§ Information given
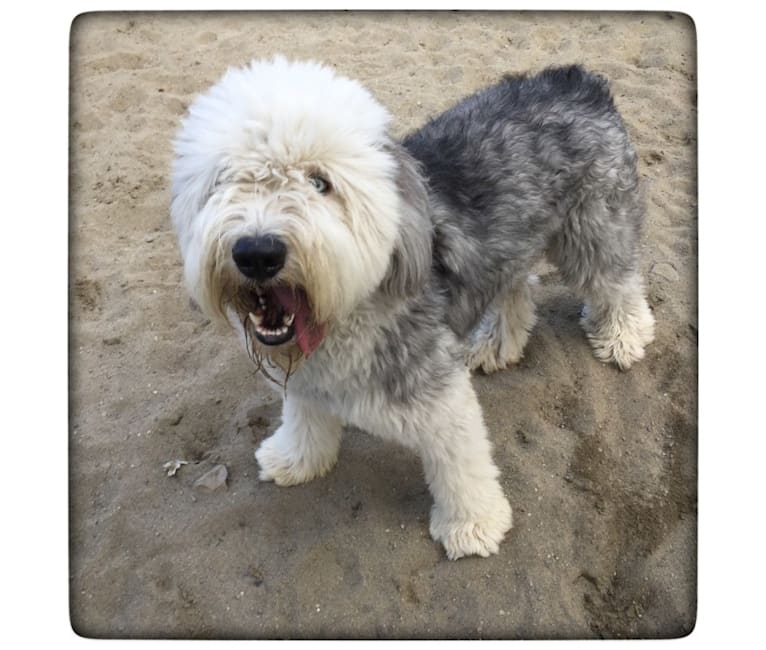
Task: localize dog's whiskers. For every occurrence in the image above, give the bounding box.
[241,311,301,395]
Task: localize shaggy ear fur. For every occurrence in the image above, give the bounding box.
[379,143,434,298]
[170,149,228,264]
[171,161,221,219]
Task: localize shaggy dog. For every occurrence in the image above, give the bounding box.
[171,57,654,559]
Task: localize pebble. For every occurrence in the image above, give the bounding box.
[158,411,184,428]
[650,262,679,283]
[194,464,228,491]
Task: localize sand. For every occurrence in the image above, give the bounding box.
[69,11,697,639]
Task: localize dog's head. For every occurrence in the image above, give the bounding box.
[171,57,431,362]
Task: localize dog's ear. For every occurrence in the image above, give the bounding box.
[171,162,219,220]
[170,146,228,260]
[379,144,433,298]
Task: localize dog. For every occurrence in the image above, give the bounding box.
[171,57,655,559]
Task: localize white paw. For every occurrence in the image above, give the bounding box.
[465,336,511,374]
[582,301,655,371]
[429,495,513,560]
[587,333,645,370]
[254,429,337,487]
[465,305,535,374]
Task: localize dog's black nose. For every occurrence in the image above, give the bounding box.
[232,235,287,281]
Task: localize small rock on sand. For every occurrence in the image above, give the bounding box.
[193,464,228,491]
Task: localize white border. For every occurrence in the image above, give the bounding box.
[4,1,765,647]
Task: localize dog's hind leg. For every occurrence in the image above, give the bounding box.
[550,191,655,370]
[255,393,343,486]
[579,272,655,370]
[465,275,538,374]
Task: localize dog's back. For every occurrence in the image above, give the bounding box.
[402,64,627,201]
[401,65,645,348]
[402,64,636,236]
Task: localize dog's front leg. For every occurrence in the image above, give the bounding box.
[255,393,343,486]
[416,370,513,560]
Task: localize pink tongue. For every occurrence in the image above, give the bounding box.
[272,288,325,357]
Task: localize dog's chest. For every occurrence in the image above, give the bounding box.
[291,359,401,435]
[289,321,411,430]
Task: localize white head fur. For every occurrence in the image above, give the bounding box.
[171,57,407,360]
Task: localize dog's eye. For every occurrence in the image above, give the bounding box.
[308,175,331,195]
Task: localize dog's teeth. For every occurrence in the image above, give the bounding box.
[283,313,295,326]
[249,312,292,341]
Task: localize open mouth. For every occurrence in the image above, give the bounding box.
[248,287,297,346]
[245,286,325,356]
[249,304,295,345]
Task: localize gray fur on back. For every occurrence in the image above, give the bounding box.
[399,64,643,337]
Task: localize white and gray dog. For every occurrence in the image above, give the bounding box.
[171,57,654,559]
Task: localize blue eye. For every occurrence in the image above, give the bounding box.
[309,175,330,194]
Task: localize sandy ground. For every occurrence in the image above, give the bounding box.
[69,11,697,639]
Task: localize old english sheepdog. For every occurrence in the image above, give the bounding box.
[171,57,655,560]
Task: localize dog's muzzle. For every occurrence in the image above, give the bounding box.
[232,235,326,356]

§ Work item
Set down every entry exactly; omit the pictures.

§ Answer section
Task: localize dog's whiskers. For every occurrence in the image above, give the bounding box.
[241,311,301,395]
Task: localize shaggy ear fur. For every occurrence in the image above, give the bounding box.
[379,143,434,298]
[170,149,228,264]
[171,161,221,219]
Task: localize shaggy dog. For every occurrence in the image above, give the bounding box.
[171,57,654,559]
Task: localize pebble. For every occurrence in the image above, give the bounding box.
[158,411,184,428]
[650,262,679,283]
[194,464,228,491]
Task: localize sand. For every occurrence in the image above, give the bounding box.
[69,11,697,639]
Task: localize dog's head. For every occurrence in the image above, give the bounding box.
[171,57,431,362]
Task: localize dog's ear. For every occurrence in the image above, give the bounding box.
[171,162,219,220]
[170,146,228,260]
[379,144,433,298]
Task: localize dog. For every occurrence in the image above, give the bounding box.
[171,57,655,559]
Task: localize white paw. For every occurrence in the image above, give the bounding box.
[465,336,511,374]
[582,301,655,371]
[429,495,513,560]
[587,333,645,370]
[254,429,337,487]
[465,305,535,374]
Task: localize dog's black nose. For every occurrence in the image above, give the bounding box.
[232,235,287,281]
Task: localize small rock on sand. For every occurrence in the image above, give the bounding box.
[193,464,228,491]
Task: localize white border. For every occurrence in the image above, give the bounding box.
[4,1,765,647]
Task: localize dog's hind leg. For every occurrence in the image above, give the bounding box.
[550,191,655,370]
[255,393,343,486]
[579,272,655,370]
[465,275,538,374]
Task: localize dog's back. For every occurrence in the image above, give the bounding box.
[402,64,627,201]
[401,65,645,348]
[402,64,636,236]
Task: localize dog's front leg. For every occurrence in the image above, give the bounding box.
[255,393,343,486]
[416,370,513,560]
Task: localize pink tongue. For every occurrence in the image above, give the bounding box.
[272,288,325,357]
Task: localize dog's chest. For every occurrence in the image above, give the bounding box.
[291,359,401,435]
[289,321,411,430]
Task: localize white head fur. For every occurrence in the image above, give the bounding box.
[171,57,407,360]
Task: localize dog's eye. For every occurrence in the image above, give the bounding box.
[308,175,331,195]
Task: localize dog's teeth. For every occurrence in the image above, give the bounding box.
[283,313,295,326]
[249,312,292,341]
Task: localize open mouth. For every occurrence in the image above, give the bounding box.
[248,287,297,346]
[245,286,325,356]
[249,304,295,345]
Task: localize gray fur on back. For every occurrence in the image above, give the bounding box.
[399,64,643,337]
Task: localize white and gray dog. For every occurrence in the image above, give the bounding box.
[171,57,654,559]
Task: localize blue eye. For every occurrence in the image above, give the bounding box.
[309,175,330,194]
Task: localize sandy ground. For every occurrence in the image above, give the bounding box.
[69,11,697,639]
Task: localize old english sheepdog. For every occurrence in the image above, give the bounding box.
[171,57,655,560]
Task: localize dog's muzzle. For every occurrence in the image above, give the bounding box.
[232,235,326,356]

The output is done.